Start of Selected passage

This was a different experience because it's a conference where I knew no one--well, I knew maybe one person--and no one knows me, so I had no expectations about how things would go. 

  • Everyone was so nice! Sure, there were obviously people who were Eminences, but they were nice, too, and their questions in Q & A sessions didn't exclude the rest of us. 
  • There was no alternate paper-giving (i.e., "this is more of a comment than a question"). There was none of the "And you are? And you teach where?" kind of nametag-checking and conversations I've seen at other conferences. 
  • Getting on an elevator, I saw an Eminence whose books I've had on my shelf for ages and was a bit starstruck. I see Eminences at my usual conferences but haven't had this starstruck feeling for years--maybe because it's a different field?
  • Let's not forget the sheer fun of seeing in person the people whose books line my shelves and my folders full of .pdf articles.

End of Selected passage
Start of Records supplied

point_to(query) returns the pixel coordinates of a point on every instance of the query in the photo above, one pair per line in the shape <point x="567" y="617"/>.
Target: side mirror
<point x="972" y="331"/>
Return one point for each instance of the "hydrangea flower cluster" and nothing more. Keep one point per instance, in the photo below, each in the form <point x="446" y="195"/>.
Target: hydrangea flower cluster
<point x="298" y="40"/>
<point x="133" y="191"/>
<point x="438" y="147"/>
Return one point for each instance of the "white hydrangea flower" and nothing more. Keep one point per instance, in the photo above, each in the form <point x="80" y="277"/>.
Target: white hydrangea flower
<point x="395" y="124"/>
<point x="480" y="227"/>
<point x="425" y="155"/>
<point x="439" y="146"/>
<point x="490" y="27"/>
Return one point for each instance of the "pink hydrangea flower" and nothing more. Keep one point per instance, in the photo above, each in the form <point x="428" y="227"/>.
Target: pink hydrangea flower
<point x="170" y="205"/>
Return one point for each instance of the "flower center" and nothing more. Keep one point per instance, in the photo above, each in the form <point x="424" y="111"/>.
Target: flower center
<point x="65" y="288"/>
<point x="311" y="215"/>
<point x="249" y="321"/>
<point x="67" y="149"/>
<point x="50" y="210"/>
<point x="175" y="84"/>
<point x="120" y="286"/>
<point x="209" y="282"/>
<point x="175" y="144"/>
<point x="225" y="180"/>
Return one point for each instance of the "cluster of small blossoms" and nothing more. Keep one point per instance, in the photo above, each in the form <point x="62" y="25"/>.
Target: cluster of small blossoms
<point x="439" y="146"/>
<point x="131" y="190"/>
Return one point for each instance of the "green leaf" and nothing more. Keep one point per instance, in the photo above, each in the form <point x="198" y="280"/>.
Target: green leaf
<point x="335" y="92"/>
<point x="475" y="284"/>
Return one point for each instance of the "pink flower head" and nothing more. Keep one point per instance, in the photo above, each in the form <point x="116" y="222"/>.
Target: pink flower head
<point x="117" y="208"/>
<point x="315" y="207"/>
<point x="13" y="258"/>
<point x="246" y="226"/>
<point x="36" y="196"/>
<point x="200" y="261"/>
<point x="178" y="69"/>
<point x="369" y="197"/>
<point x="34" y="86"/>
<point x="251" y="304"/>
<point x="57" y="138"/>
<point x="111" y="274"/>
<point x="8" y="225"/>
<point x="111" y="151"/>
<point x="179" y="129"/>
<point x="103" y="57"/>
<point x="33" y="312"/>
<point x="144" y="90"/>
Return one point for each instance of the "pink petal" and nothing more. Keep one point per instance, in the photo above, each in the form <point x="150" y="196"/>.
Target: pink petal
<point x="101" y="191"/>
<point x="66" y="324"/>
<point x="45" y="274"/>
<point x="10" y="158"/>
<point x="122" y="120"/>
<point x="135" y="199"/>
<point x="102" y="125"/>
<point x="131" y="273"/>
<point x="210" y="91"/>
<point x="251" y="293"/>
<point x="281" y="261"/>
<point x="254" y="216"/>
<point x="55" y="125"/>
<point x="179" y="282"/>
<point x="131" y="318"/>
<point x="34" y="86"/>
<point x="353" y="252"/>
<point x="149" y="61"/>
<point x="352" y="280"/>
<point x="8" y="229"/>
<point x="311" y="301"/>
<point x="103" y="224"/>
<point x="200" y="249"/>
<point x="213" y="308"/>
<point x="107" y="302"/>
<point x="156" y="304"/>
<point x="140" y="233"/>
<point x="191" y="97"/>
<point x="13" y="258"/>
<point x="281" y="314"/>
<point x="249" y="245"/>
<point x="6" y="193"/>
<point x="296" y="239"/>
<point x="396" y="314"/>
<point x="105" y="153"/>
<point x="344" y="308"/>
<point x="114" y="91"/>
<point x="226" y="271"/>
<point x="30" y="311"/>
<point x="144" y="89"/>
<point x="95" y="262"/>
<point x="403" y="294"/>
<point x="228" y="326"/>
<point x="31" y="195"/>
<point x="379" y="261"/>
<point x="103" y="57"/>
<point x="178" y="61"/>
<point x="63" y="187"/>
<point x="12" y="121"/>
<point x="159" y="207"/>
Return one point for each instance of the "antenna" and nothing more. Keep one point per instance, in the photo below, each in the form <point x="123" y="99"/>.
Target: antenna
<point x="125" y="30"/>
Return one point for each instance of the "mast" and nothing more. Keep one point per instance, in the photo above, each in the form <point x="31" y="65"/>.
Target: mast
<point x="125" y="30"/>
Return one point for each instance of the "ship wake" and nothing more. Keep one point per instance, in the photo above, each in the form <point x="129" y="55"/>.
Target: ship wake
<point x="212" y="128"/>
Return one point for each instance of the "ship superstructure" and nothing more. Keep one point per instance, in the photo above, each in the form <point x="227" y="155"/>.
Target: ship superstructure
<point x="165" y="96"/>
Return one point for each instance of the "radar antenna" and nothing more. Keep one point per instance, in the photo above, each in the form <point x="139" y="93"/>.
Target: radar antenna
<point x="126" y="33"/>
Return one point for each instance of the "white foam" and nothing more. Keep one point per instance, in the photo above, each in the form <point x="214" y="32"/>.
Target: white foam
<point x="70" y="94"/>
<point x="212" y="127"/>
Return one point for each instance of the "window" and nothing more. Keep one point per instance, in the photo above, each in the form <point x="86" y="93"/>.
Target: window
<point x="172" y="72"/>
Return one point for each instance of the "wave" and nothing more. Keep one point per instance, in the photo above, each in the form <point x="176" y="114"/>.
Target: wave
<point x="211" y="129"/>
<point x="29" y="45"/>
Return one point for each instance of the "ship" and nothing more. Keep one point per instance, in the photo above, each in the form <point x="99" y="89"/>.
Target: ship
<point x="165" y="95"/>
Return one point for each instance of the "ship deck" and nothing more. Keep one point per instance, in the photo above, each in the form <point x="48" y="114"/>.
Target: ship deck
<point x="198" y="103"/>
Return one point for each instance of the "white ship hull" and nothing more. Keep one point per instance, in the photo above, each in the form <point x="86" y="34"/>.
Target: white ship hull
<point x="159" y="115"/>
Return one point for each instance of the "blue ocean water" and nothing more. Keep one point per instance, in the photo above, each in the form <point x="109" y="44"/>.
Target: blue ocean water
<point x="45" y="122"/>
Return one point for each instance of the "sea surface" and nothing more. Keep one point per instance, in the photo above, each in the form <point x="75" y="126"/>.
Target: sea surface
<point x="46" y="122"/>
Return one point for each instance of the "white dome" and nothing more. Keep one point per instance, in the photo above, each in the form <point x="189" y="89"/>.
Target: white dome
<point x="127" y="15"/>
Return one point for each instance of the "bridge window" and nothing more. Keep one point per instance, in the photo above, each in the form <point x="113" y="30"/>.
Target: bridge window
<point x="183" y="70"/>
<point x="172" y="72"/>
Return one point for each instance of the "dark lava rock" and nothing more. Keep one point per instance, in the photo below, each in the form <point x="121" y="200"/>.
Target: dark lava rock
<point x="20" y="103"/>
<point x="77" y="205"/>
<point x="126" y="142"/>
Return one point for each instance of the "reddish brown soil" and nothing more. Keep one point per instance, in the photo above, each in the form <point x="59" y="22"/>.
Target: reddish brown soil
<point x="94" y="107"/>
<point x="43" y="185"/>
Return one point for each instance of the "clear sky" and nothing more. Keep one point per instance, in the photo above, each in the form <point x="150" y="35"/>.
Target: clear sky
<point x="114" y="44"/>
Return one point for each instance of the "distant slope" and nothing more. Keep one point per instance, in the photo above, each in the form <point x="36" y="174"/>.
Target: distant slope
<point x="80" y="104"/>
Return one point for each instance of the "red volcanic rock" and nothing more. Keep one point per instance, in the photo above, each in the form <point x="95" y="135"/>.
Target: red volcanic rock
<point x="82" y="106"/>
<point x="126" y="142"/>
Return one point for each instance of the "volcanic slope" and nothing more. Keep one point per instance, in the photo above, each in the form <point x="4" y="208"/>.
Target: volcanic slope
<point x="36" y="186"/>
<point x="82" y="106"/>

End of Records supplied

Pick up the conference reflections after their last sentence and keep going. The items have nothing to do with the conference reflections.

  • The papers were brilliant but also accessible--really amazing. The panelists really did aim to convey ideas and encourage discussion. Part of it may have been that there were enough panels on the areas that interest me that I knew all the texts they were talking about and felt at home in the discussions. 
  • Also, hearing and overhearing incidental discussions about what people are working on gives you a hazy but useful impression of what might be going on in the field, one that helps the impressions and notes from the sessions themselves. 

And about the conference experience?

  • It's hard to explain, but people seemed kind. Their eyes were kind if they met your gaze.  There's a hard-edged conference face that you see a lot when people are stressed and trying to get from Point A to Point B, even if they're not being stone-faced in looking at your name tag before they meet your eyes. There didn't seem to be any of that--and again, as an anonymous observer, albeit with a name tag, I would have seen it. 
  • Maybe this is because everyone's happy to be back in person after the pandemic? 
  • The conference had encouraged masks, and probably about 10% of people wore them at any given time.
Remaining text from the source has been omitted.